- **DIRECTION A**
How many lines in the entries contain the word "purple"? Case counts. Give only the number.

- **TEXT SHOWN**
════════════════
While clients and regulators focus on counterparty risk, they could be blind to bigger issues. Thomas Zeeb, CEO at SIX Securities Services explains

What are the most prominent risks in the market at the moment? What are clients concerned about?

Risk is a broad term, and you have to be careful to differentiate what we are specifically talking about—counterparty risks, operational risks or systemic risks? Each of these has different measures, and different aspects that need to be addressed.

Typically, however, we are seeing that our clients are focused on counterparty risk, and I find that surprising. With all the regulatory work that has been done, and the focus on central counterparties, I would actually be more concerned that systemic risk is increasing. Equally, with regards to the operational side of things, the scope for error is much larger there.

I’m not by any means belittling the importance of counterparty risk—it is critical, and the focus that the regulators have put on it is legitimate. However, when considering the most pressing issues, I would be more inclined to focus on operational risk and liquidity risk.

There is such a stringent requirement for high-quality collateral for almost everything our clients do. Several different regulations require a certain level of collateral, and if it’s not available when it’s required, we will see a liquidity crunch that could potentially generate the next crisis.

I see that as a systemic issue, but so far, that is the way that the regulators are going. We are struggling to find the best ways to optimise collateral, and to optimise liquidity, but it’s becoming increasingly difficult and it will eventually cause problems. To me, that’s a bigger risk than counterparty risk.

Why do you think your clients are more focused on the counterparty side of things?

Infrastructures such as SIX are regulated differently to banks, and therefore have a lower risk premium attached to them. The issue of segregating assets is very relevant to our clients, as they are also dealing with agent banks. However, we have had asset segregation at a sub-custody level for many years, and a client that is, for example, an investment bank, is already required to segregate its own proprietary assets from those it holds on behalf of clients.

So assets are generally safe. What is not safe is cash. But still, there are mechanisms to place cash tactically, or to convert it into securities, in order to make it as safe as possible. While you may inadvertently end up sitting on cash, and that cash is exposed if something was to happen to the bank overnight, all of this is against a background of relatively few failures. This doesn’t happen often.

We’re creating solutions for scenarios that are possible, but unlikely. In a crisis, you can’t know what is going to happen, so you have to plan for the worst and hope for the best. But, with clever cash management on the part of the clients and ourselves, we can mitigate those risks to quite a high level.

What I struggle to mitigate is the systemic risks arising from the concentration of liquidity. There are problems around this on the horizon, and they are only going to get worse.

Were the regulations put in place after the financial crisis over-zealous? Have they caused as much harm as good?

They’re focused on transparency, and that is fundamentally a good thing. Requiring collateralisation of transactions is also a good thing. However, it’s important to consider how the various regulations interact with each other and what the cumulative effect is. Regulations may be generally good in isolation, but when you put them together you often find concentrations that you hadn’t anticipated.
════════════════
- **EXERCISE MATERIAL**
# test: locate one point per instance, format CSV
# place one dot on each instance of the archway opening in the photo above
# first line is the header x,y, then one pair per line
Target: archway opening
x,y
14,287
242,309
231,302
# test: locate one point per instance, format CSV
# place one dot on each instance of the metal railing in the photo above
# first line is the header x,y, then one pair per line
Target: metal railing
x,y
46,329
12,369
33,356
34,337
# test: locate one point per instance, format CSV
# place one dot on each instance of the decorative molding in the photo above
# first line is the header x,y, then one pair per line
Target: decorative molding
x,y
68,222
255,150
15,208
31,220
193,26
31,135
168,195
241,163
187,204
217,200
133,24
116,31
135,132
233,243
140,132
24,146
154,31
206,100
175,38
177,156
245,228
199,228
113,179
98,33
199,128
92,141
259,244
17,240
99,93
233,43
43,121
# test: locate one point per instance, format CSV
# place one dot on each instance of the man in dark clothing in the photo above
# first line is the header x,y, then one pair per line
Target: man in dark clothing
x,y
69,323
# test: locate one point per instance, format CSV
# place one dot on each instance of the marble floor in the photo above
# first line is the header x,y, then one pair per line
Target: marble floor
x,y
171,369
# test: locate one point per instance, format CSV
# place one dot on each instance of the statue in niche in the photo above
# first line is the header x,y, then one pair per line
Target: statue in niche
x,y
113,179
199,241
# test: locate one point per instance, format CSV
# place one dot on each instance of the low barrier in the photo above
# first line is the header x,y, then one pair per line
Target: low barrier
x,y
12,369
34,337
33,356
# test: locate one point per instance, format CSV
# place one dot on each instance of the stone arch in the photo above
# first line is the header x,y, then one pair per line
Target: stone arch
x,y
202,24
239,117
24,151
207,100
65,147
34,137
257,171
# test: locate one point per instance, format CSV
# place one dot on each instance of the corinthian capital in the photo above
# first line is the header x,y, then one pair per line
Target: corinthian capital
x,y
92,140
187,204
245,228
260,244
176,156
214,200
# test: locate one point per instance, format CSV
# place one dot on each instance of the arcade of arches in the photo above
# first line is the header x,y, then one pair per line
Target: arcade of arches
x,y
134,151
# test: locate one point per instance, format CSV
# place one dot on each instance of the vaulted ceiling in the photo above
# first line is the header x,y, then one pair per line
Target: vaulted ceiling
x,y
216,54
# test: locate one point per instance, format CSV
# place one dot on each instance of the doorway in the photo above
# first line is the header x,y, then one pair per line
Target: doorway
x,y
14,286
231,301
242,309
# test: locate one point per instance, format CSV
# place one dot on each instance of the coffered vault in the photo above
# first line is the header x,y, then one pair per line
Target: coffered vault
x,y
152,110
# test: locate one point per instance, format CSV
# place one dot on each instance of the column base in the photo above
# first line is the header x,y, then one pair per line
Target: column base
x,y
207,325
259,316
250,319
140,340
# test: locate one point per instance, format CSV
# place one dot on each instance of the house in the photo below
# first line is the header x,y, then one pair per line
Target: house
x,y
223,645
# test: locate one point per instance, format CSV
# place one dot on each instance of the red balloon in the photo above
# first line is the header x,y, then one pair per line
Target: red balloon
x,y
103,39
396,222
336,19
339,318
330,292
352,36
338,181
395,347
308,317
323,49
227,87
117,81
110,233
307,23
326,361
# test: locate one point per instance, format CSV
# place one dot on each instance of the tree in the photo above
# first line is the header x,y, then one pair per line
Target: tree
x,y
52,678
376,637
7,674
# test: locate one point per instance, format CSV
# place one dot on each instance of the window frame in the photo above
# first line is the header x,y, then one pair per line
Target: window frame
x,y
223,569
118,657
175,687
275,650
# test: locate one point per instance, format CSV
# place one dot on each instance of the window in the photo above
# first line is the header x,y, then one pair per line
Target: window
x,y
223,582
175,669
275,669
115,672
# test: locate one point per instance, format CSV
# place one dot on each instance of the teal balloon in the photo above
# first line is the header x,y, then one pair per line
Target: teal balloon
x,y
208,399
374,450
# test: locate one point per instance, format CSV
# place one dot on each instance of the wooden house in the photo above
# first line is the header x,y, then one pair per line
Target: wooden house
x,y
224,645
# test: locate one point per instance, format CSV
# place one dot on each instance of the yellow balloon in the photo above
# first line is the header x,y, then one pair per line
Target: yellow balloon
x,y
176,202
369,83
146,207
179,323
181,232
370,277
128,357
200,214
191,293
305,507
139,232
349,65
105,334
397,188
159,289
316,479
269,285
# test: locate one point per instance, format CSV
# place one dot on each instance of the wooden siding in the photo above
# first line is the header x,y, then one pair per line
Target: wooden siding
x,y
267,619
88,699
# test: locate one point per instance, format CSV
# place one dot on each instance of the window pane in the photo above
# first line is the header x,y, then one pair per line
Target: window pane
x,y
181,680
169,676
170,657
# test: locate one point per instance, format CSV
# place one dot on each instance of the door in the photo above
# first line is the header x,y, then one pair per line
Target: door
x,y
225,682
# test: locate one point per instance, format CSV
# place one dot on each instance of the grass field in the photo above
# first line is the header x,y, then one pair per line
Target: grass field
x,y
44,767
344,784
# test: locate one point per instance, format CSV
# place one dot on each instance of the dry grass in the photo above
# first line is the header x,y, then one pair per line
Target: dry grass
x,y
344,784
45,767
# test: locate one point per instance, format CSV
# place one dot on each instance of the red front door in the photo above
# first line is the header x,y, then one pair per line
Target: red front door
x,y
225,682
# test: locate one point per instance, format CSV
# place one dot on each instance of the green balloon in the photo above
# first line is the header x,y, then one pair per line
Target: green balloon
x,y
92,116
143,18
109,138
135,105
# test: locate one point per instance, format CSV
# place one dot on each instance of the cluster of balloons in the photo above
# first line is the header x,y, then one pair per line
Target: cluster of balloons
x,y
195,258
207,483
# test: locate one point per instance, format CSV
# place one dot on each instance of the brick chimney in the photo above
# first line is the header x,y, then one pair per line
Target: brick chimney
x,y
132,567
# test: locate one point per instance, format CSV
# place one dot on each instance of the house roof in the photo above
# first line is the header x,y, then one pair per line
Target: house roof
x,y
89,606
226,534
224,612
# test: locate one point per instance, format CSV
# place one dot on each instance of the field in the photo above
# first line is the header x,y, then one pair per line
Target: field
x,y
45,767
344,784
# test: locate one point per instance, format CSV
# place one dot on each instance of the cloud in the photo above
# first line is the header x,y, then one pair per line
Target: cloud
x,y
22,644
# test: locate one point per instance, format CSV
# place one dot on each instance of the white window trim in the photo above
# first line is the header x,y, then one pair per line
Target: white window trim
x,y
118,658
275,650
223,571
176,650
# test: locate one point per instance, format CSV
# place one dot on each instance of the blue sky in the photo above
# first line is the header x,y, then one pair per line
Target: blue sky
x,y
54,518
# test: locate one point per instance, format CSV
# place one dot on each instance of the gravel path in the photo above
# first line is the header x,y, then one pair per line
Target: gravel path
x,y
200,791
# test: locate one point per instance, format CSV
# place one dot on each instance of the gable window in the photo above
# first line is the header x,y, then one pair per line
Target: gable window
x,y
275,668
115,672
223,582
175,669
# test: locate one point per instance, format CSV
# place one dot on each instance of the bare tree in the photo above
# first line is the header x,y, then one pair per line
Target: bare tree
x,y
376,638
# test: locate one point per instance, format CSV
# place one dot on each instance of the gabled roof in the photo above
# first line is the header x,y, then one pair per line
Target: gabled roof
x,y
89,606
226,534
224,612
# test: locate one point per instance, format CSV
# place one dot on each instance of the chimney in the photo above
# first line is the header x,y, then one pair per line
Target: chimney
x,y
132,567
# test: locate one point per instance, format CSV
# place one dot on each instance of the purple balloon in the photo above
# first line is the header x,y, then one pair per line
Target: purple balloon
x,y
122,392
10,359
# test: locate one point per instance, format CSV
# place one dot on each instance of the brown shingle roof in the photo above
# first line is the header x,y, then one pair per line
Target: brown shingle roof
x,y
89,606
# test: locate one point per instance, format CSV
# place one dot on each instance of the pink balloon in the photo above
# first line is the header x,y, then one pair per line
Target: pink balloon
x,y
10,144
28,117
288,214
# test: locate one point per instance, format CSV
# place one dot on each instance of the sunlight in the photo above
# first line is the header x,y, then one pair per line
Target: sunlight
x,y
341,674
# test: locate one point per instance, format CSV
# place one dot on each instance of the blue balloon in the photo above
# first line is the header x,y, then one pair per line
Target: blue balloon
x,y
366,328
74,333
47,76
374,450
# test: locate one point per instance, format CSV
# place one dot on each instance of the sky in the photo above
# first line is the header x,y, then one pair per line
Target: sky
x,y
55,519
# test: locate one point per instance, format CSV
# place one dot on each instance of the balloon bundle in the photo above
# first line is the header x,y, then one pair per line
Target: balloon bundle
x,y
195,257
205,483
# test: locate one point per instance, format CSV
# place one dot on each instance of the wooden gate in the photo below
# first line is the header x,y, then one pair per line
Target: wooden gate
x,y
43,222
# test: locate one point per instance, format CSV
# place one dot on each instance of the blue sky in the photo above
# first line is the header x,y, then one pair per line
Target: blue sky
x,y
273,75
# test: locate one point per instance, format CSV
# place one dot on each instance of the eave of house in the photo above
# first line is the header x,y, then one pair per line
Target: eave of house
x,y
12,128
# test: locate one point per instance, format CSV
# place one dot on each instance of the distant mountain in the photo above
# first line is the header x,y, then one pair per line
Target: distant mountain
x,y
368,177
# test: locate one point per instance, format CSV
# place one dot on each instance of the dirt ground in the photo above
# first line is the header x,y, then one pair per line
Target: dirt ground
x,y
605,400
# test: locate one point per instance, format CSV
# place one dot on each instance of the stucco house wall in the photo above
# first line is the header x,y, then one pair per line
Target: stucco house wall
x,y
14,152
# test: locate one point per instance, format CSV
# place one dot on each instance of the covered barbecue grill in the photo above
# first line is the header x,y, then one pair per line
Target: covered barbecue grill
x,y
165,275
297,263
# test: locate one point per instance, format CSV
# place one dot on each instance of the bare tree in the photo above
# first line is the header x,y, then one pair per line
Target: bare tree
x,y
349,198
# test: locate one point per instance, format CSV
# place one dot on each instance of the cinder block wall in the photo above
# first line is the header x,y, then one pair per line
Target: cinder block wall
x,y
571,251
════════════════
- **DIRECTION B**
Carry on the interview about financial market risk from its final sentence.

- **RESULT A**
2

- **RESULT B**
I just don’t believe that you can systemically automate crisis response. In the case of the last global financial crisis, elements of it were dealt with well, even without any regulation in place. That happened because market participants—competitors, clients and traders—picked up the phone over the weekend and matched transactions themselves. This ran between Europe and North America, and by Monday morning we were in relatively good shape.

There is a lot to be said for a common-sense approach and for professionals getting together to ensure stability. You can create codes and triggers and reports, but all that is going to do is automate a process that is not the right process for the problem. It’s not going to work.

You can’t automate the wealth of experience of people who have been in the market and dealt with these kinds of issues for the last 20 years. Sometimes you just need to get those people talking to each other, that’s what works, and the benefits of that apply to everyone.

Whatever the next global issue is, it will certainly be different to what we have planned for. We need a system that is flexible enough that when an unknown problem comes along we can figure out who the right people are to address it properly. We are fortunate that, in the post-trade industry, those people are there.

What other challenges is the industry facing with regards to regulation?

I think the biggest challenge we have as far as regulation goes is selective and individual interpretation of the implementation. In some cases, there are different jurisdictional interpretations, which increase costs and don’t necessarily reduce the likelihood of a major fail if there is another crisis.

Different national regulators will implement different timelines and accept different solutions to manage the same thing. That can’t be good. If the regulation applies on a pan-European level, there should be one level of collateral that’s acceptable and one timeline in place. Different implementation models create inconsistencies—the regulation itself isn’t the biggest problem, it’s the way in which it’s implemented.

Inconsistency creates huge costs for the industry, because each institution has to get a legal opinion on every market it works in.

Each institution has to gain access and force through its rights in the event of a counterparty failing in each particular country, which is difficult, because insolvency laws are different in each country.

If you’re going to put regulation in place, do it once and do it right. Consult with people who know what they’re talking about and can give a pragmatic view on things, and implement something that makes sense. That would make it cheaper, easier and safer for the industry as a whole.